* BEGIN Reading text *

= Eddie Harmon-Jones =

Australian psychologist

Eddie Harmon-Jones is professor of psychology at the University of New South Wales. He is recognized for his research on social neuroscience, cognitive dissonance, and the motivating aspects of emotions.

Beginning in the late 1990s, Harmon-Jones and his colleagues began a series of studies examining whether affective valence (positive vs. negative affect) or motivational direction (approach vs. withdrawal) best explained the relationship between properties of emotions and left vs. right prefrontal cortical activation. Prior to this work, most researchers thought the left prefrontal cortex was involved in the expression and experience of positive emotions, whereas the right prefrontal cortex was involved in the expression and experience of negative emotions. However, the past research had confounded positivity with approach motivation (and negativity with withdrawal motivation), so that all tests examined positive emotions associated with approach motivation inclinations (joy that urges one to move toward the source of the joy).

By investigating anger, a negative emotion that urges approach motivation, Harmon-Jones and colleagues were able to tease apart the valence from motivational direction views. They found that anger caused greater relative left frontal cortical activity, and thus posited that asymmetrical frontal cortical activity was due to motivational direction rather than affective valence.

Another line of research conducted by Harmon-Jones and colleagues examined was how emotions influenced cognitive scope, or the narrow versus broad processing of information. In the decades prior to this work, it was thought that negative affect led to a narrowing of cognitive scope and that positive affect led to a broadening of cognitive scope. However, Harmon-Jones and colleagues' research revealed that motivational intensity, regardless of affective valence, was a more accurate determinant of cognitive scope. That is, positive affect high in motivational intensity (e.g., desire) as well as negative affect high in motivational intensity (e.g., fear) narrow cognitive scope, whereas positive affect low in motivational intensity (e.g., amusement) as well as negative affect low in motivational intensity (e.g., sadness) broaden cognitive scope.

* END Reading text *

Please continue the article on Eddie Harmon-Jones from its last sentence.

* BEGIN Entries provided *

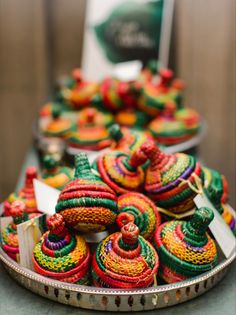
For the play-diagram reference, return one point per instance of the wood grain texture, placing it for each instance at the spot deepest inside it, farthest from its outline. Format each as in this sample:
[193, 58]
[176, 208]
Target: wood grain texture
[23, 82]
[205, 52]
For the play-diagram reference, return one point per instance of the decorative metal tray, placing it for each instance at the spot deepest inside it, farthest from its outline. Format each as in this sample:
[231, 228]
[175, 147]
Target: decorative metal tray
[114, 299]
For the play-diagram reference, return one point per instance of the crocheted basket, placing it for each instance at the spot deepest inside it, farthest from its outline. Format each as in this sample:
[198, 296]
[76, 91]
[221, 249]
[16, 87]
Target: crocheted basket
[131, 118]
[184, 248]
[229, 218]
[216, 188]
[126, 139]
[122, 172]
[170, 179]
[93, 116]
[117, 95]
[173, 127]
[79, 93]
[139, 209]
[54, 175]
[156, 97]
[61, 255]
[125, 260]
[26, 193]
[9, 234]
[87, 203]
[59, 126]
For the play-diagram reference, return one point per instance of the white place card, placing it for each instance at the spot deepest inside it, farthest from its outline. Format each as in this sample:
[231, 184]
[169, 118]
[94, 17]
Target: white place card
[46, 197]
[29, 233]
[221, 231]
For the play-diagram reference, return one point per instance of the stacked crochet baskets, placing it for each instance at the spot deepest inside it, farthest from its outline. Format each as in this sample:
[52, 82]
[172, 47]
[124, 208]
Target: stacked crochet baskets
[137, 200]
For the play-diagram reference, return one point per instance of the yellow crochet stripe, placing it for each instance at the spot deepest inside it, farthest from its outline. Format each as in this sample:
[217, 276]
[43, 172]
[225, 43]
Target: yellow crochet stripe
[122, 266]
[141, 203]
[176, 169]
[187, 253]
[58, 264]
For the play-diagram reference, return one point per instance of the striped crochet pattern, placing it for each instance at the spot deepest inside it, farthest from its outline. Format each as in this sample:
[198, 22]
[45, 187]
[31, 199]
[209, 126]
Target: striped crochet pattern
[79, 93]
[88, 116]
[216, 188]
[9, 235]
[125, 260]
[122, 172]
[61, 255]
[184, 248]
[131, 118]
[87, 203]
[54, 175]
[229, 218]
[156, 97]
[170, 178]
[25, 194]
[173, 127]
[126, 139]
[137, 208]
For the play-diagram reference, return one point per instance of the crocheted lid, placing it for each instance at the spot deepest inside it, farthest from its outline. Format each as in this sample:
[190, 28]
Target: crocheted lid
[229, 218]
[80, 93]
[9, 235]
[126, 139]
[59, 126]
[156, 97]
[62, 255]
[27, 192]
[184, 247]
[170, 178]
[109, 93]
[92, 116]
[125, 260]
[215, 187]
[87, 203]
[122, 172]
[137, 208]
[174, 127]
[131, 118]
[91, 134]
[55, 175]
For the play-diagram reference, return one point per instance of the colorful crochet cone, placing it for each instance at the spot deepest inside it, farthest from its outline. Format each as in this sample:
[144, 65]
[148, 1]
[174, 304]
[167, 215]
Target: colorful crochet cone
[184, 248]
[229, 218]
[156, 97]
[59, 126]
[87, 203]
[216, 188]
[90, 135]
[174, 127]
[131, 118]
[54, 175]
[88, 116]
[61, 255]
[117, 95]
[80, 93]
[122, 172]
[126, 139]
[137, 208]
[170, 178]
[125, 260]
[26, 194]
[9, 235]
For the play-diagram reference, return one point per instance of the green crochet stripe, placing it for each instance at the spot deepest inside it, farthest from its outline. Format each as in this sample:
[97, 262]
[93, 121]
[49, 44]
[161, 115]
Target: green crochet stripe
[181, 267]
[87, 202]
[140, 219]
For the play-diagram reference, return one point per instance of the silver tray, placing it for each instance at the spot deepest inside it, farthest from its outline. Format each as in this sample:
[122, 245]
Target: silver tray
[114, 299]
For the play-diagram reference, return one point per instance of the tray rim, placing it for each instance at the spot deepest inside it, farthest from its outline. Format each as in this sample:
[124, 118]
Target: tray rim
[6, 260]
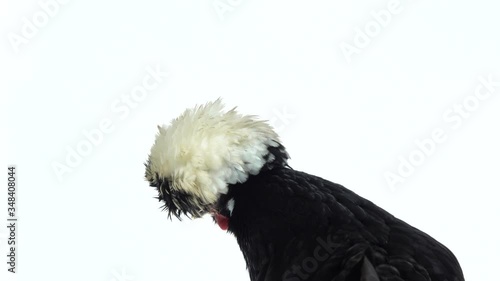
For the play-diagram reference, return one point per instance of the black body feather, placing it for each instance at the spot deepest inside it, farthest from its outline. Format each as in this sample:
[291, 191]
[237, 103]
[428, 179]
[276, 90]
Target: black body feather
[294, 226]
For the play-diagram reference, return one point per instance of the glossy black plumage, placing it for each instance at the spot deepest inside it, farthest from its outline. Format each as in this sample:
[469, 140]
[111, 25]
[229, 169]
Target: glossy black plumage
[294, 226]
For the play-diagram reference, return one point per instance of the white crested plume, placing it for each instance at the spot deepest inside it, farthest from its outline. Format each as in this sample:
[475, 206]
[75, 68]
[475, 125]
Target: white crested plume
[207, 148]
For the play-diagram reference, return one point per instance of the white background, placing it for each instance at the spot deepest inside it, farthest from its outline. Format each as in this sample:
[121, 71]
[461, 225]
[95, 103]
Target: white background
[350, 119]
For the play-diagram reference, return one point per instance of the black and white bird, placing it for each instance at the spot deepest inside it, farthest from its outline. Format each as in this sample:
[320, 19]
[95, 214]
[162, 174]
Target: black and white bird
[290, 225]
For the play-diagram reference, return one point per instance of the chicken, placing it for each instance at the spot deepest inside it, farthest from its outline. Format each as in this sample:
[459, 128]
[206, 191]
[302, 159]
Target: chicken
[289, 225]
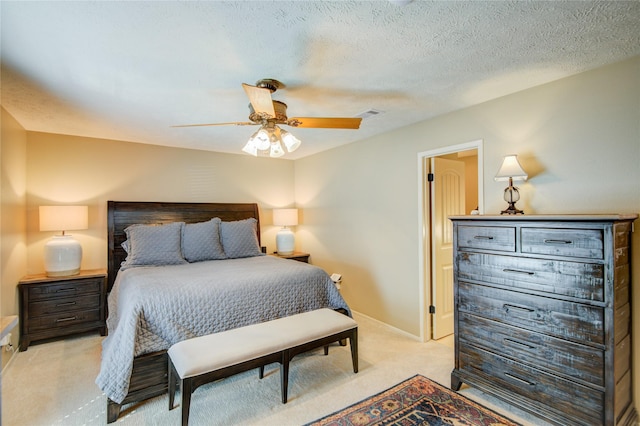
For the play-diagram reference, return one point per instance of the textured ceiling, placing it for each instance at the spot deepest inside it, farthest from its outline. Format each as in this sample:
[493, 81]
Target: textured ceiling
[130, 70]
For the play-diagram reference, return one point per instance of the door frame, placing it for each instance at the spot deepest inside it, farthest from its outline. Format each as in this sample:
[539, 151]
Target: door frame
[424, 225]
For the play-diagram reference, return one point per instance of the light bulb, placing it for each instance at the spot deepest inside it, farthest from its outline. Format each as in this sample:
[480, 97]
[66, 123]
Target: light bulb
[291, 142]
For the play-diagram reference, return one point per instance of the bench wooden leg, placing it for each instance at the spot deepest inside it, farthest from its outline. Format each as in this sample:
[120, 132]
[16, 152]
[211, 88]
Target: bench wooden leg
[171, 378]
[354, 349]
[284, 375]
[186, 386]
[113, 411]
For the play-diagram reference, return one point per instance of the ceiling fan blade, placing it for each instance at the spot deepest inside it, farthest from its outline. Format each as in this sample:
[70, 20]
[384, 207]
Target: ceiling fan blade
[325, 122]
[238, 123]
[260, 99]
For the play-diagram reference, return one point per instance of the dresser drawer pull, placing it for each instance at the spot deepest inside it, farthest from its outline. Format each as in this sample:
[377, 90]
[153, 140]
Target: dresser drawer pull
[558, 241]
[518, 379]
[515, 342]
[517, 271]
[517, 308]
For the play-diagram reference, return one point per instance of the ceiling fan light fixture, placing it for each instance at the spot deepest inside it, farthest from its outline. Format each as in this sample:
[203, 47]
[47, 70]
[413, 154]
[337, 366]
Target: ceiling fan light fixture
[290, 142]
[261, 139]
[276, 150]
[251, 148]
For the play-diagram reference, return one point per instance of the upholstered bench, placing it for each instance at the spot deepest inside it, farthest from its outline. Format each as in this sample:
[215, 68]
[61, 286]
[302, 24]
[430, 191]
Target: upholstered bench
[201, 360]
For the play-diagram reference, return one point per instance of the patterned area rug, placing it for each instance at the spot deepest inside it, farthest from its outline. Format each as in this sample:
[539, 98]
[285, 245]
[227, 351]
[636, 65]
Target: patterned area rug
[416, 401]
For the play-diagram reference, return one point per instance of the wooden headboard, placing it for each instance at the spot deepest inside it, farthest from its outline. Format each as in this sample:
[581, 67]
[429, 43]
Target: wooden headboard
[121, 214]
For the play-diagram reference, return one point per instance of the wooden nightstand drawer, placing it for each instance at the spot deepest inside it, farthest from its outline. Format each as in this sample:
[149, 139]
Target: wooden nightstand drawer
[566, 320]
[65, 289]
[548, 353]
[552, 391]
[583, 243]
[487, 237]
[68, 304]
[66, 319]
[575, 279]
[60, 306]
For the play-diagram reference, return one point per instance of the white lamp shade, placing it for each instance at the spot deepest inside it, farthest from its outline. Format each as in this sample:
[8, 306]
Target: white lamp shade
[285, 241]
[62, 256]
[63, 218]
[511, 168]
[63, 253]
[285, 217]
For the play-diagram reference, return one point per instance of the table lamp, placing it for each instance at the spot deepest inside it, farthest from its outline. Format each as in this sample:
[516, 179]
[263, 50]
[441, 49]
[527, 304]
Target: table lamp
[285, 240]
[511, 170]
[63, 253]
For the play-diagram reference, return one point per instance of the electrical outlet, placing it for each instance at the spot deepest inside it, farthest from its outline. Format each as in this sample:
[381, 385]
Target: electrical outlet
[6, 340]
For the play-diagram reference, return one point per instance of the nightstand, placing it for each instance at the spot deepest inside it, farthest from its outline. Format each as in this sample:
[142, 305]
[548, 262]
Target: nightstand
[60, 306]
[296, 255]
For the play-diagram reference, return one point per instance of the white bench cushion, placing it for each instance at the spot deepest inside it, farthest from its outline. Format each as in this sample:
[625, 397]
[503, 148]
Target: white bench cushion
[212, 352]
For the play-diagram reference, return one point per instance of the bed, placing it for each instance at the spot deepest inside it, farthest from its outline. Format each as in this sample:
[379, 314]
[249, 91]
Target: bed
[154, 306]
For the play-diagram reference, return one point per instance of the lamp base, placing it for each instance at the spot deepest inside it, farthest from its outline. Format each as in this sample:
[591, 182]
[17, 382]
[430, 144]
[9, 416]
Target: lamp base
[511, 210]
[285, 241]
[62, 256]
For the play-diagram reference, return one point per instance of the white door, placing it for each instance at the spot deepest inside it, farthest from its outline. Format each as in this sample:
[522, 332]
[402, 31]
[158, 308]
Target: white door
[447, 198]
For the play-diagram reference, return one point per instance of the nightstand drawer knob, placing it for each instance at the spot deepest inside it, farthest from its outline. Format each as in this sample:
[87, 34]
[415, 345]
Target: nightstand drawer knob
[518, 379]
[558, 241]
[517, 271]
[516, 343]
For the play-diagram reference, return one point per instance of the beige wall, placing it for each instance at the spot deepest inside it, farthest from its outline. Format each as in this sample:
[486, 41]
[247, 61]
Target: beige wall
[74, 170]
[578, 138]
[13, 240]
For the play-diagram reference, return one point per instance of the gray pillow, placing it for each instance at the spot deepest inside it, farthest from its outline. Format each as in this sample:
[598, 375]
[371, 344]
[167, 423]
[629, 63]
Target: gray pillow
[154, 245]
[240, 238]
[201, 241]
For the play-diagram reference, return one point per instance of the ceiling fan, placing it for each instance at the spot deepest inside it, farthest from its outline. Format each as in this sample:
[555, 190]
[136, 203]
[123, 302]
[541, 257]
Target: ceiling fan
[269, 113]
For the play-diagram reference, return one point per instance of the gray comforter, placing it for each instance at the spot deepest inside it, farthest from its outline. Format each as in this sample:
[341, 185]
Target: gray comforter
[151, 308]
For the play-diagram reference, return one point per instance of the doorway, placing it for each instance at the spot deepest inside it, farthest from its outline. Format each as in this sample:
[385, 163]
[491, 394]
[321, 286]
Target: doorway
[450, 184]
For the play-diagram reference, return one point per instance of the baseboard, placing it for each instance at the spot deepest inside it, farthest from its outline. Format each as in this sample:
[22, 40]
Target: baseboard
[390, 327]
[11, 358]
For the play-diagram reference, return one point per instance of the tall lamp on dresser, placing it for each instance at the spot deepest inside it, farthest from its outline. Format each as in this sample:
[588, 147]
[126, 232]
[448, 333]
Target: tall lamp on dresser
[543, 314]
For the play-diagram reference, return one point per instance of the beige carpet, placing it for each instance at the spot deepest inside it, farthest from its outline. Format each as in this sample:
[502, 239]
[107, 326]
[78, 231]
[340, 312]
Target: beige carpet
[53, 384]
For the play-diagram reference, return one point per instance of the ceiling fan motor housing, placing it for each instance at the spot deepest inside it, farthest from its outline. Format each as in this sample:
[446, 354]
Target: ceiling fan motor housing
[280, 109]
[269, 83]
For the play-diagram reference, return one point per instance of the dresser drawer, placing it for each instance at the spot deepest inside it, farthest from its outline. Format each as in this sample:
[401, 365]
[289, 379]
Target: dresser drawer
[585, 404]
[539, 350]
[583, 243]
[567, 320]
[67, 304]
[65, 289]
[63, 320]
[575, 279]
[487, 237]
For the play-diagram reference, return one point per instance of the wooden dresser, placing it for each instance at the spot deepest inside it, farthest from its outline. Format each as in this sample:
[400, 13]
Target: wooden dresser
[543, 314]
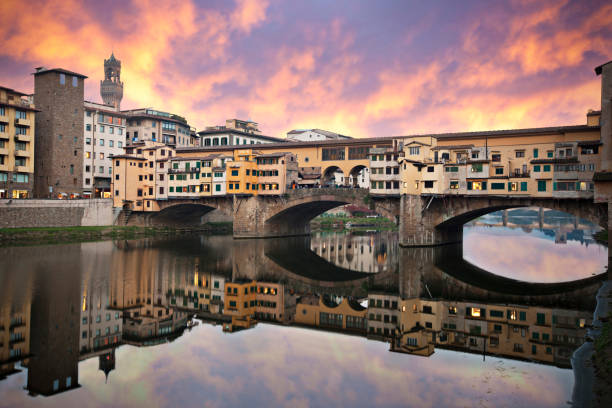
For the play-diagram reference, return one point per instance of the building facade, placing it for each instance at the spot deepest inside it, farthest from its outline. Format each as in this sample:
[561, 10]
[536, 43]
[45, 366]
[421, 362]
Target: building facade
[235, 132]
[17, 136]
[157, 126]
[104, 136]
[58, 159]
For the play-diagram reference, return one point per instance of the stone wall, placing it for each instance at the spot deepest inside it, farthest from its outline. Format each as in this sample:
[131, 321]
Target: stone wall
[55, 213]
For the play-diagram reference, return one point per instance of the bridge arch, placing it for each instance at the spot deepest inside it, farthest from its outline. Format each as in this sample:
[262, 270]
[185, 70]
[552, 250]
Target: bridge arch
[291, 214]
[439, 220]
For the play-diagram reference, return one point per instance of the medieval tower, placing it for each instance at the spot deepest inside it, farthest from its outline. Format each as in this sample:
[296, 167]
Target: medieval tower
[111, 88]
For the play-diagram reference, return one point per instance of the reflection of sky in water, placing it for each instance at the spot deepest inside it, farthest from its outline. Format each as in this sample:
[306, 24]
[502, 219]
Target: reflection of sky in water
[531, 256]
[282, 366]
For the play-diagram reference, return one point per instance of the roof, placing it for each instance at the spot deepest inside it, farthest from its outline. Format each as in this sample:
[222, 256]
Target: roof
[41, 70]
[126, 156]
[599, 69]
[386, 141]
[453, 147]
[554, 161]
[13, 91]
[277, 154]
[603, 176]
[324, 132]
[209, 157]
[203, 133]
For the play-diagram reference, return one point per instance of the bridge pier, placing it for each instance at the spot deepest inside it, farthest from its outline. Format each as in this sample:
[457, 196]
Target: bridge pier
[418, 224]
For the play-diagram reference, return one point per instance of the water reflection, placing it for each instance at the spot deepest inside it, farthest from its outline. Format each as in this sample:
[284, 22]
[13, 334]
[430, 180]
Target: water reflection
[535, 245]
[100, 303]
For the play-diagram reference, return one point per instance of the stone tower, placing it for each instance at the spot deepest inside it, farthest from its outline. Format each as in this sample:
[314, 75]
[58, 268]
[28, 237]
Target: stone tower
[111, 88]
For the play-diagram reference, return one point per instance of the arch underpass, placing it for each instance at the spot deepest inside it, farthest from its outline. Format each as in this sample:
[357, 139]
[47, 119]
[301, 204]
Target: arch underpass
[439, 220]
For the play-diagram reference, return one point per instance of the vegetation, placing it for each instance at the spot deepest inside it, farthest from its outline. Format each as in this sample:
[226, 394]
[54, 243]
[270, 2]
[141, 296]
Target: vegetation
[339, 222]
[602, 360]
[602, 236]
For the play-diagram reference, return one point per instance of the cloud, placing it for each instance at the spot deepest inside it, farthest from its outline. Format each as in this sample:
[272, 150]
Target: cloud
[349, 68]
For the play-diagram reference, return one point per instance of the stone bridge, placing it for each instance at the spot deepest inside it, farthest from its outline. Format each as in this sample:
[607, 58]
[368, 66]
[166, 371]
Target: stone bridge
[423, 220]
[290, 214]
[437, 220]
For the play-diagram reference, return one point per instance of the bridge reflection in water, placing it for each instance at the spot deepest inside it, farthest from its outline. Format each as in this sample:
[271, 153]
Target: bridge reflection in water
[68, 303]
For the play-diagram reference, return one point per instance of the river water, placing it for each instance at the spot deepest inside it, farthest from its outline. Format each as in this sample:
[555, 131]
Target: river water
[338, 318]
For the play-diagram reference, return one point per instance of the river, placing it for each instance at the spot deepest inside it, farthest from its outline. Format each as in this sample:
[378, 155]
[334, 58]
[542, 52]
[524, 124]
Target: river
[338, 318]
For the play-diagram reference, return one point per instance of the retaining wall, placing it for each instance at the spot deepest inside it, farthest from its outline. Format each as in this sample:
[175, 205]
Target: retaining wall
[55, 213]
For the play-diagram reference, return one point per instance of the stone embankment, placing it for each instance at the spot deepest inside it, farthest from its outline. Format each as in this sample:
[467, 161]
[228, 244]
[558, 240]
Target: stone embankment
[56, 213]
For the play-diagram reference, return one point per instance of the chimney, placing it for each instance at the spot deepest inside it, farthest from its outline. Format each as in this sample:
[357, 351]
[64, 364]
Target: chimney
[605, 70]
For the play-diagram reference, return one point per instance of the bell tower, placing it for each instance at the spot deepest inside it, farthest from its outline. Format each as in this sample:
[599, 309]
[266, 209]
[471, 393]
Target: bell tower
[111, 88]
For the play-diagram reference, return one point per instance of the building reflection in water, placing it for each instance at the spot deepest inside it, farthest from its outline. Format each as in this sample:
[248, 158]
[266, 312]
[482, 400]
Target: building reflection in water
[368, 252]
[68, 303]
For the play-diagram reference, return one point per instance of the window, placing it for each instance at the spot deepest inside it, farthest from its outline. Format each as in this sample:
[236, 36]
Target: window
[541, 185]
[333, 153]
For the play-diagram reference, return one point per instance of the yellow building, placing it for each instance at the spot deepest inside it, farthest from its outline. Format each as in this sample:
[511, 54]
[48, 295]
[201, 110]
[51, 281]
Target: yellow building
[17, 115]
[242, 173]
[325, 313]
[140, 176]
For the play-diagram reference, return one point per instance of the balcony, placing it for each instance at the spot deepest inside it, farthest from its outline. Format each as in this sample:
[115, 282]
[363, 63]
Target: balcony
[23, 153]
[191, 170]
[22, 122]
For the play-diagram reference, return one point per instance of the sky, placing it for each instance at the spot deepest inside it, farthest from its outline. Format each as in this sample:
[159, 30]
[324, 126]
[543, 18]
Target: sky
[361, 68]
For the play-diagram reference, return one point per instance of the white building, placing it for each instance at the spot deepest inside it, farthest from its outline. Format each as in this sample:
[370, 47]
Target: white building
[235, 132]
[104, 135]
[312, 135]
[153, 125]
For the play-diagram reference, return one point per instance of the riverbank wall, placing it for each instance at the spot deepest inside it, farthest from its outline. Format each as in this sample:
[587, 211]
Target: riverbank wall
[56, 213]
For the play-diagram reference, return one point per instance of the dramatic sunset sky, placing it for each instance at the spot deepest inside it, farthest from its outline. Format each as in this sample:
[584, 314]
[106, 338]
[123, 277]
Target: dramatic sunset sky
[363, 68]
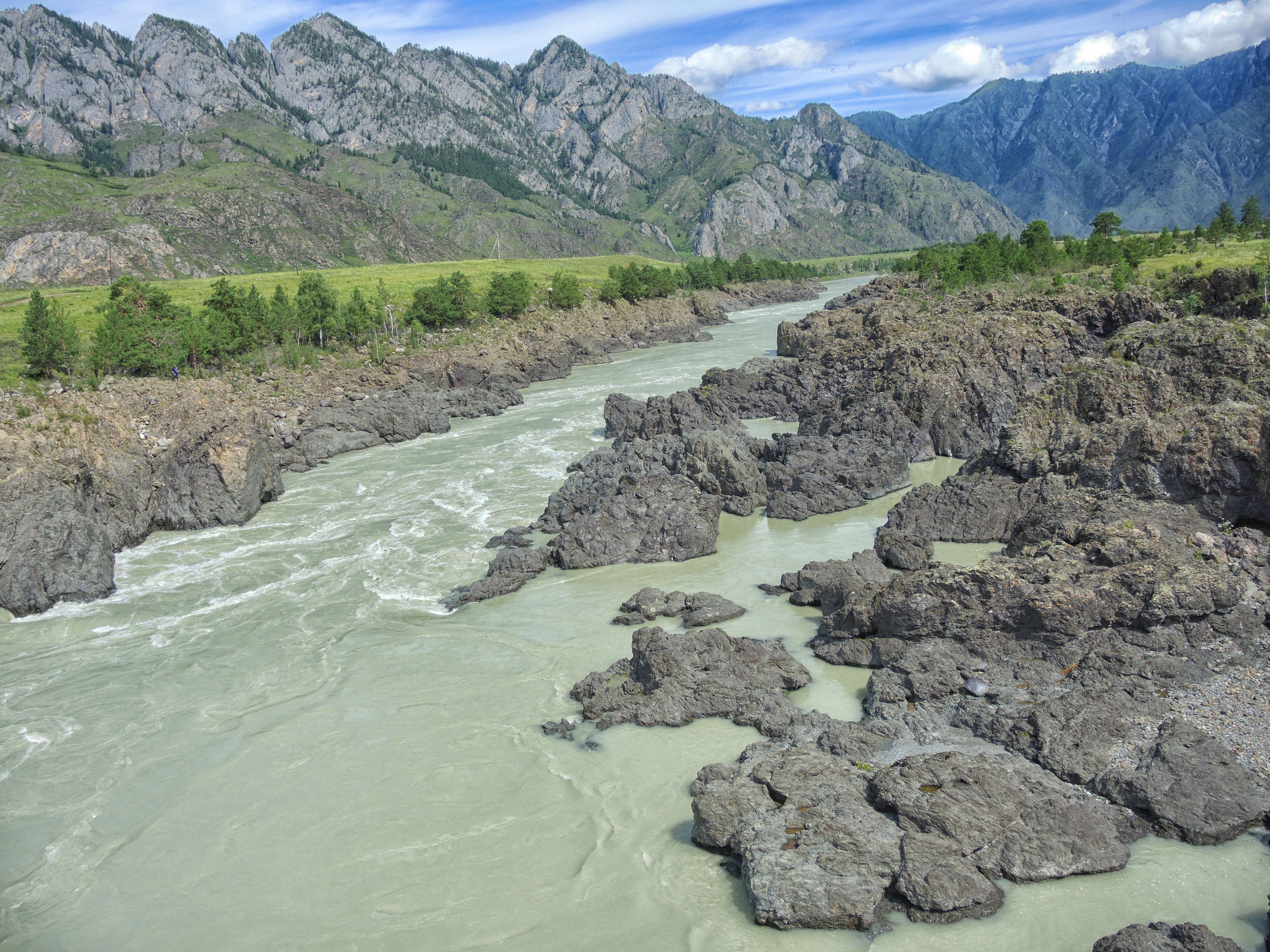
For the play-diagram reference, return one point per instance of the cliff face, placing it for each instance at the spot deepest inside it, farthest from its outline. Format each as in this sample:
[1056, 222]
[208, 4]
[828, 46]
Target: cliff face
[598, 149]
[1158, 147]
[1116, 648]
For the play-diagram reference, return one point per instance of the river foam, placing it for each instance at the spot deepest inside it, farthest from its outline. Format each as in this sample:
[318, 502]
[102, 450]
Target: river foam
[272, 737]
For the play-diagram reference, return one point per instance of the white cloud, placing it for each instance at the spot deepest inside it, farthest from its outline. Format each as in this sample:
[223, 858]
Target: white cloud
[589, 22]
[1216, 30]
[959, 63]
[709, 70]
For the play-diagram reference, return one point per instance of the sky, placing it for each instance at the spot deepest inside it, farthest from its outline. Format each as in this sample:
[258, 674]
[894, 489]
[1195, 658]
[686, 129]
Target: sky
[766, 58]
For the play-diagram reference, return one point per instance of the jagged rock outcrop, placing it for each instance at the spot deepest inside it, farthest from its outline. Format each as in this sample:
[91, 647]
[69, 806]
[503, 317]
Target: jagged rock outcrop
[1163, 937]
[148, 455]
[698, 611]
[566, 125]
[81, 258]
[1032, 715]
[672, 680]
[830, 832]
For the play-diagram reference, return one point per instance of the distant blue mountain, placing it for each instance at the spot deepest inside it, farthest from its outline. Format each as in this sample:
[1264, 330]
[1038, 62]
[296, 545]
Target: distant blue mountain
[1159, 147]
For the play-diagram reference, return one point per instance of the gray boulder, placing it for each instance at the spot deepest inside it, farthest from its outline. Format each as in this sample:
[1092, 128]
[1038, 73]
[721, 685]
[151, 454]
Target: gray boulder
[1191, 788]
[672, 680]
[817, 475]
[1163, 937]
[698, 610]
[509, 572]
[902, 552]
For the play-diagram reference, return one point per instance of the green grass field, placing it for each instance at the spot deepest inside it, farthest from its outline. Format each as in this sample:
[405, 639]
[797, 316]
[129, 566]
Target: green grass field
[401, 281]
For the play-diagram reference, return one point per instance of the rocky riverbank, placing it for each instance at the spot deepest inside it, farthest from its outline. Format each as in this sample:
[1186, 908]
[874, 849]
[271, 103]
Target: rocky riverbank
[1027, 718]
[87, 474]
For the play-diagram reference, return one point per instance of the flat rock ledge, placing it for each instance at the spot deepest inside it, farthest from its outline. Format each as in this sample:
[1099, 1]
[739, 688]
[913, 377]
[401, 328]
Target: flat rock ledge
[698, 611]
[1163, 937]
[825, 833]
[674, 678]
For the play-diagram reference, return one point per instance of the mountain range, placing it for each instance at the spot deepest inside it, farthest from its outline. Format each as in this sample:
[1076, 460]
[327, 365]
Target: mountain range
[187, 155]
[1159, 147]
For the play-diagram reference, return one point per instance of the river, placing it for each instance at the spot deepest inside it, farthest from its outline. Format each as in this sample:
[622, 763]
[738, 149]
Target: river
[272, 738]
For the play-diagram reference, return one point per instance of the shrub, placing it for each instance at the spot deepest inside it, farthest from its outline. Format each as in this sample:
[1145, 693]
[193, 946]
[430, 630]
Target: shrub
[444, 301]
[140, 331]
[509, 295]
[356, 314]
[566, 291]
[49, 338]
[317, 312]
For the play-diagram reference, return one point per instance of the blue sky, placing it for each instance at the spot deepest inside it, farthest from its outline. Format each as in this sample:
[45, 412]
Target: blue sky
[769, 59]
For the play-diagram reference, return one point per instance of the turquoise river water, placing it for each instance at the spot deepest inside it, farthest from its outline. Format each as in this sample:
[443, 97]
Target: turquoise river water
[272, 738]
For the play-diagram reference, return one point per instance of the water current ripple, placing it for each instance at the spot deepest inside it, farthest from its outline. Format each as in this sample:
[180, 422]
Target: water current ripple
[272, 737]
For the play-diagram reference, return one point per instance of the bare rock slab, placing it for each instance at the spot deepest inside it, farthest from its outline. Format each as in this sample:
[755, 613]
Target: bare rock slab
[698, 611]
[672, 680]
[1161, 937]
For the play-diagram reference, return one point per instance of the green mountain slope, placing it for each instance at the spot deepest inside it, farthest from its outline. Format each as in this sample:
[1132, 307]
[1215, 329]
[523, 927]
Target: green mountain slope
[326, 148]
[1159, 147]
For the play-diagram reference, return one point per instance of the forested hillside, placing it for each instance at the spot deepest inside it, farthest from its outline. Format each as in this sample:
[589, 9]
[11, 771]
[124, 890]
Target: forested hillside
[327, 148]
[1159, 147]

* END Entries provided *

## [Answer]
Harmon-Jones has also made contributions to the theory of cognitive dissonance, which was first proposed in the 1950s by Leon Festinger. The theory has generated thousands of experiments and it is one of the most well-known theories in psychology. Many revisions have been proposed but research has raised concerns with each of these revisions. In the late 1990s, Harmon-Jones proposed a revision to the theory of cognitive dissonance. This action-based model extends the original theory by proposing why cognitive inconsistency causes both dissonance and dissonance reduction. This model posits that many perceptions and cognitions automatically impel organisms to act in specific ways. Furthermore, it posits that the negative affective state of dissonance is aroused not by all cognitive conflict but, specifically, when cognitions with action implications are in conflict with each other, making it difficult to act. The state of dissonance signals to the organism that there is a problem and that the cognitive inconsistency needs to be resolved so that behavior can occur.

Harmon-Jones' research has been covered in national news on several occasions.

==Awards and honours==
- Society for Psychophysiological Research Distinguished Award for an Early Career Contribution to Psychophysiology, 2002
- Fellow Association for Psychological Science (2008—present)
- Listed in the Institute for Scientific Information's Essential Science Indicators representing the top 1% of cited scientists in Psychiatry/Psychology
- Career Trajectory Award from Society of Experimental Social Psychology (2012)

==Publications ==
=== Journal articles ===

- Harmon-Jones, E., Harmon-Jones, C., & Denson, T. F. (2020). A novel way of responding to dissonance evoked by belief disconfirmation: Making the wrongdoing of an opponent salient. Social Influence, 15, 34–45.
- Tsypes, A., Angus, D. J., Martin, S., Kemkes, K., & Harmon-Jones, E. (2019). Trait anger and the reward positivity. Personality and Individual Differences, 144, 24–30.
- Harmon-Jones, E., & Gable, P. A. (2018). On the role of asymmetrical frontal cortical activity in approach and withdrawal motivation: An updated review of the evidence. Psychophysiology, 55:e12879.
- Harmon-Jones, E., Harmon-Jones, C., & Levy, N. (2015). An action-based model of cognitive dissonance processes. Current Directions in Psychological Science, 24, 184 –189.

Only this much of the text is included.